(Image-grounded pointing data)
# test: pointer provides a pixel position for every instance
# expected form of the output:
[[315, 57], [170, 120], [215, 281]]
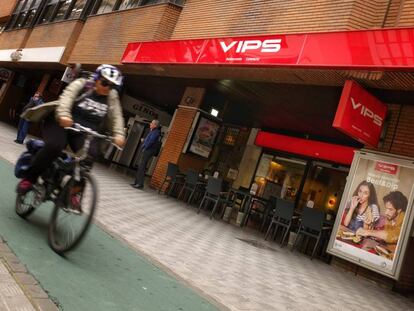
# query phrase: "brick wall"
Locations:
[[57, 34], [367, 14], [173, 147], [206, 18], [177, 137], [399, 138], [6, 8], [105, 37], [406, 15]]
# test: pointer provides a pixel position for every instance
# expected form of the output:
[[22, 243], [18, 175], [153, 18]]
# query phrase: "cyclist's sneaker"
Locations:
[[24, 186], [75, 203]]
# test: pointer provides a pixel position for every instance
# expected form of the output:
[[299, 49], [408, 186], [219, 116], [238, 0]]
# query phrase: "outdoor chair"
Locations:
[[283, 217], [311, 225], [213, 194], [268, 214], [258, 207], [191, 185], [171, 178]]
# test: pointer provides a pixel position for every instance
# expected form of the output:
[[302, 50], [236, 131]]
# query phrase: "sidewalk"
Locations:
[[19, 291], [229, 265]]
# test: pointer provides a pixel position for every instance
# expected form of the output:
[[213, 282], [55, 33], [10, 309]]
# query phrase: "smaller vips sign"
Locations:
[[360, 115]]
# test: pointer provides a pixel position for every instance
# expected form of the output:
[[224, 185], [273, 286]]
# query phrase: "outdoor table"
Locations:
[[368, 243]]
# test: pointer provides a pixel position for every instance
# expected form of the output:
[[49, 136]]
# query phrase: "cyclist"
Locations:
[[94, 105]]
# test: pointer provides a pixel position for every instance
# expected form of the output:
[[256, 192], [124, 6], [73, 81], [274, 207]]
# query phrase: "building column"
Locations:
[[251, 157], [43, 83], [178, 132]]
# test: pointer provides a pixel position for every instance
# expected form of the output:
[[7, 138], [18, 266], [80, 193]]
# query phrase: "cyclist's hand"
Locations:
[[65, 121], [119, 141]]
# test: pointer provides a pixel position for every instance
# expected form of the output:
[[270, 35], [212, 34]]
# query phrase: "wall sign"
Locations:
[[5, 74], [359, 114], [368, 49]]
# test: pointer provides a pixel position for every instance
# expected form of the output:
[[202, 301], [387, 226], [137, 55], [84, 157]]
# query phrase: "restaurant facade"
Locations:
[[298, 90]]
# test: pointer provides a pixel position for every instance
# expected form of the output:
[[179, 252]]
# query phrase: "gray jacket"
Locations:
[[63, 107], [73, 90]]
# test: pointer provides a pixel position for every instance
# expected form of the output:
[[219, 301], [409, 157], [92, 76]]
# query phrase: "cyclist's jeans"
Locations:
[[56, 138]]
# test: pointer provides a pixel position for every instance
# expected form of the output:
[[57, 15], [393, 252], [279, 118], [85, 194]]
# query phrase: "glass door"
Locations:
[[323, 187], [279, 177]]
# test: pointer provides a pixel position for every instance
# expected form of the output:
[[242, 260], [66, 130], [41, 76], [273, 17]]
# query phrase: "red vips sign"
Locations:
[[359, 114]]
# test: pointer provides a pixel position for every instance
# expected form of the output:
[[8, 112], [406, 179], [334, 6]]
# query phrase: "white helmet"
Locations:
[[110, 73]]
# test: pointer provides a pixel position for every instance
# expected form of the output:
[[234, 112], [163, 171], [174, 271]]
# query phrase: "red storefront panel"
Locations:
[[359, 114], [310, 148], [384, 48]]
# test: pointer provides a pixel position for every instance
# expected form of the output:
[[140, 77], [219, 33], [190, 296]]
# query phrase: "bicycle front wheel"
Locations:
[[25, 203], [71, 219]]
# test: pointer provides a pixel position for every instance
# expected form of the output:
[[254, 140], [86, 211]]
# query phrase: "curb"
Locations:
[[29, 285]]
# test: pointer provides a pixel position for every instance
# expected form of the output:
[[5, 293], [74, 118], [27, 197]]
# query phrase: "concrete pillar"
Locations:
[[178, 132], [43, 83], [248, 163]]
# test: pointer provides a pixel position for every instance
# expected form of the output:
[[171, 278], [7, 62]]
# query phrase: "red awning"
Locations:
[[310, 148], [362, 49]]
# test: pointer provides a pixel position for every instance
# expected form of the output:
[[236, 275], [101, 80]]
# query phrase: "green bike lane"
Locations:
[[101, 274]]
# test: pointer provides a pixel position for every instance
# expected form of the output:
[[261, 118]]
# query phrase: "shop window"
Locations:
[[279, 177], [231, 136], [323, 187]]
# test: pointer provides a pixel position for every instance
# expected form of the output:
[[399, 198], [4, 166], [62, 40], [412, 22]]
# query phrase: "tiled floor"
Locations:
[[11, 295], [213, 258]]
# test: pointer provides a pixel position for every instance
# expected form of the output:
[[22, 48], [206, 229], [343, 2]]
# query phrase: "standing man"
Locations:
[[148, 150], [23, 127]]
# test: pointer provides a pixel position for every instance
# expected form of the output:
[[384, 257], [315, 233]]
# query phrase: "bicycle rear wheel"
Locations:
[[69, 224], [25, 203]]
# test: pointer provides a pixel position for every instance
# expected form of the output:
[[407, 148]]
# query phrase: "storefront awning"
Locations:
[[363, 49], [306, 147]]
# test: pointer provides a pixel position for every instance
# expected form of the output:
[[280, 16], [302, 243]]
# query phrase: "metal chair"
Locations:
[[213, 193], [282, 216], [171, 178], [311, 226], [191, 185]]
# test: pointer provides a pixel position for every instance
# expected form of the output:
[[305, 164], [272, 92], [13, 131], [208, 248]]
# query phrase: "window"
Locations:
[[77, 9], [280, 177], [32, 12], [129, 4], [106, 6], [63, 7], [48, 11], [21, 13], [58, 10]]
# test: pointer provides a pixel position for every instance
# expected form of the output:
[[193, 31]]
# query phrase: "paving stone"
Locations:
[[44, 305], [232, 266], [35, 291], [25, 278]]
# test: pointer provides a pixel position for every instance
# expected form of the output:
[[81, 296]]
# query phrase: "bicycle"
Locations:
[[67, 178]]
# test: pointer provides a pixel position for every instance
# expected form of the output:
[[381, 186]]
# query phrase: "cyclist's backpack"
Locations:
[[23, 162]]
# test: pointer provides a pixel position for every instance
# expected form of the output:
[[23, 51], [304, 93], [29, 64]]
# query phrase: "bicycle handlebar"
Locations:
[[76, 127]]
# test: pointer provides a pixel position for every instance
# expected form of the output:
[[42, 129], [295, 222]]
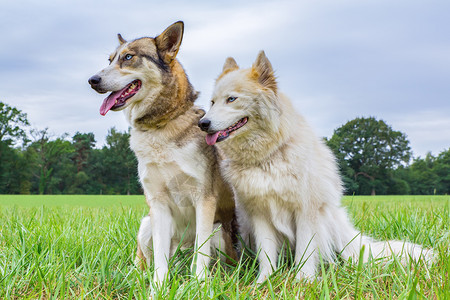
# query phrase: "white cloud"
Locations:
[[336, 60]]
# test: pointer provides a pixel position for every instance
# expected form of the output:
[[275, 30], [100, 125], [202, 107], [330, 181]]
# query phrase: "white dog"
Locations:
[[285, 179]]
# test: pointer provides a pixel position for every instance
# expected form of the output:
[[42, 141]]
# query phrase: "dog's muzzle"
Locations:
[[95, 81], [204, 124]]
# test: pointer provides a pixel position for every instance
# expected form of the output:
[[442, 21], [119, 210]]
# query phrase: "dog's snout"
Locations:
[[204, 124], [95, 80]]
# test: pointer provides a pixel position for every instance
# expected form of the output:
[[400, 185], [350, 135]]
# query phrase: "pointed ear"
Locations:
[[263, 72], [168, 42], [121, 39], [229, 65]]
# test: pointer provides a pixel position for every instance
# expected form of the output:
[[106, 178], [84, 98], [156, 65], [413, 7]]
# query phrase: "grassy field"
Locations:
[[75, 247]]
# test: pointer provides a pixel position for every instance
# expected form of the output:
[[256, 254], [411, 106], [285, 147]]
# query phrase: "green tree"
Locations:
[[367, 150], [12, 123], [13, 175], [120, 165], [46, 154]]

• [WORK REQUEST]: Repeat the entries exactly and keep the pictures out of the copy.

• [TASK SOLUTION]:
# test: pointer provides a pixel position for every instance
# expected form of the output:
[[315, 57], [170, 120], [215, 281]]
# query phrase: "brick wall"
Locations:
[[57, 34], [367, 14], [173, 147], [206, 18], [177, 137], [399, 138], [6, 8], [105, 37], [406, 15]]
# test: pointer provides a pixel position for every instance
# expected form of the output:
[[22, 243], [18, 175], [153, 18]]
# query phrase: "cyclist's sneaker"
Locations:
[[24, 186], [75, 203]]
# test: pointer provides a pixel position for every instance
# expected form of the output:
[[299, 49], [408, 186], [219, 116], [238, 0]]
# query phrase: "outdoor chair"
Locations:
[[283, 217], [311, 225], [213, 194], [268, 214], [258, 207], [191, 185], [171, 178]]
# test: pointer provides a pixel position for every instance
# expected form of the output:
[[302, 50], [236, 131]]
# query phrase: "sidewalk"
Locations:
[[19, 291], [229, 265]]
# test: pointer provides a pixel position for every instance
# expected form of the output:
[[213, 282], [55, 33], [10, 309]]
# query phrase: "smaller vips sign"
Locations:
[[360, 115]]
# test: pointer provides a pixel position for every instance
# expected form of the output:
[[224, 185], [273, 286]]
# query phrase: "outdoor table"
Locations:
[[368, 243]]
# test: pointer provides a pixel position for every instance
# expected form of the output:
[[49, 136]]
# query phrase: "cyclist"
Locations:
[[94, 105]]
# test: pointer provides a pixel position for every instance
# expected form of the output:
[[256, 192], [124, 6], [73, 81], [274, 207]]
# query phrase: "building column"
Locations:
[[251, 157], [43, 83], [178, 132]]
# test: pointer provides a pixel position for every instance
# expected form of the output:
[[7, 138], [18, 266], [80, 193]]
# query phrase: "cyclist's hand"
Locations:
[[65, 121], [119, 141]]
# test: pointer provides a pixel position for every instance
# expected form of the output:
[[270, 35], [212, 34]]
# query phrase: "wall sign"
Locations:
[[5, 74], [359, 114], [368, 49]]
# test: pointer provides a pixel position for every instance
# expected form of the output:
[[202, 301], [387, 226], [137, 55], [84, 157]]
# query phrase: "restaurant facade"
Locations:
[[298, 90]]
# test: pointer provides a pixel position for every instance
# expected form of the output:
[[179, 252]]
# query phrase: "gray jacket"
Locations:
[[63, 107], [73, 90]]
# test: pointer provides a pixel position for every instance
# expected form of the output:
[[219, 301], [409, 157], [92, 76]]
# query phrase: "cyclist's jeans"
Locations:
[[56, 138]]
# test: pointer provides a pixel position for every instance
# expected form of the output:
[[57, 15], [393, 252], [279, 118], [85, 194]]
# query phrase: "glass door"
Locations:
[[323, 187], [279, 177]]
# test: pointer provides a pixel position for every instance
# expected form of the output:
[[242, 260], [66, 130], [41, 76], [273, 17]]
# query phrase: "red vips sign"
Locations:
[[359, 114]]
# test: pointer provides a pixel position for every instance
# expected form of the output:
[[8, 112], [406, 179], [334, 6]]
# query phrase: "white helmet"
Locations:
[[110, 73]]
# test: pointer provides a pixel position for every instance
# expected form of the output:
[[234, 112], [163, 171], [174, 271]]
# query phrase: "red storefront panel"
Locations:
[[359, 114], [310, 148], [384, 48]]
# test: pointer provides a pixel position for every instance
# expected form of the output:
[[140, 77], [219, 33], [190, 296]]
# query phrase: "bicycle front wheel"
Locations:
[[25, 203], [71, 219]]
# test: pointer provides a pixel position for every instance
# expected form of the output:
[[254, 140], [86, 211]]
# query phrase: "curb"
Locations:
[[29, 285]]
# test: pointer provides a pixel position for every instance
# expected form of the output:
[[5, 293], [74, 118], [27, 197]]
# query phrase: "concrete pillar"
Locations:
[[178, 132], [43, 83], [248, 163]]
# test: pointer provides a pixel position for every instance
# expected form of the output:
[[171, 278], [7, 62]]
# query phrase: "red awning"
Locations:
[[310, 148], [362, 49]]
# test: pointer provides a pixel position for every instance
# expected form of the output:
[[236, 275], [101, 80]]
# query phrase: "green bike lane"
Locations:
[[101, 274]]
# test: pointer provides a pixel position for every instance
# expected form of the output:
[[261, 118]]
# query phrase: "shop window"
Locations:
[[279, 177], [231, 136], [323, 187]]
# test: pointer provides a pixel position for every instance
# expected form of the output:
[[399, 198], [4, 166], [62, 40], [412, 22]]
# query phrase: "tiled floor"
Locations:
[[11, 295], [213, 258]]
# test: pointer provides a pixel position for every instance
# expected form of the output:
[[22, 48], [206, 229], [343, 2]]
# query phrase: "standing man"
Locations:
[[148, 150], [23, 127]]
# test: pointer provides a pixel position for every instance
# expected form of the output:
[[384, 257], [315, 233]]
# query phrase: "bicycle rear wheel"
Locations:
[[69, 224], [25, 203]]
# test: pointer provides a pixel position for every instance
# expected form of the output:
[[407, 148]]
# query phrase: "storefront awning"
Locations:
[[363, 49], [306, 147]]
# test: pointer provides a pixel position for every instance
# expected form of the output:
[[280, 16], [302, 243]]
# query phrase: "metal chair"
Locations:
[[213, 193], [282, 216], [171, 178], [311, 226], [191, 185]]
# test: pointer provides a pixel position for every instance
# expected form of the output:
[[305, 164], [272, 92], [13, 131], [208, 248]]
# query phrase: "window"
Locations:
[[77, 9], [280, 177], [32, 12], [129, 4], [106, 6], [63, 7], [48, 11], [21, 13], [58, 10]]
# test: pointer provides a pixel position for every instance
# expected form of the output:
[[193, 31]]
# query phrase: "paving stone"
Locations:
[[44, 305], [232, 266], [35, 291], [25, 278]]
# test: pointer provides a pixel position for every instance
# expected form of the output:
[[81, 296]]
# query phrase: "bicycle"
Locations:
[[67, 178]]
# test: pointer provides a pixel position for every instance
# expected form of the output:
[[381, 186]]
# query phrase: "cyclist's backpack"
Locations:
[[23, 162]]
# test: pointer provides a pixel position for every instance
# expected form of the output:
[[23, 51], [304, 93], [29, 64]]
# query phrase: "bicycle handlebar"
Locations:
[[76, 127]]
# test: pointer provides a pixel position for every instance
# expected form of the output:
[[42, 129], [295, 222]]
# query phrase: "white cloud"
Locations:
[[336, 60]]
# test: pointer provides a pixel position for every instance
# expected form of the output:
[[275, 30], [100, 125], [202, 107], [330, 181]]
# query phrase: "white dog"
Locations:
[[285, 179]]
# test: pointer provides a pixel position for every instance
# expected form of the output:
[[42, 141]]
# query phrase: "dog's muzzle"
Locations:
[[95, 81], [204, 124]]
# test: pointer provides a pixel position for every instance
# expected form of the output:
[[442, 21], [119, 210]]
# query phrase: "dog's snout"
Locations:
[[204, 124], [95, 80]]
# test: pointer provides a pixel position for every instance
# expected form of the output:
[[400, 185], [350, 135]]
# query phrase: "pointed ear"
Locations:
[[263, 72], [168, 42], [121, 39], [229, 65]]
# test: pointer provides a pixel position for every instance
# expected form of the output:
[[106, 178], [84, 98], [156, 65], [413, 7]]
# query phrase: "grassy field"
Locations:
[[75, 247]]
# test: pointer provides a pixel position for every instance
# expected form of the output:
[[256, 254], [411, 106], [285, 147]]
# query phrase: "green tree"
Locations:
[[367, 150], [12, 123], [13, 175], [120, 165], [46, 154]]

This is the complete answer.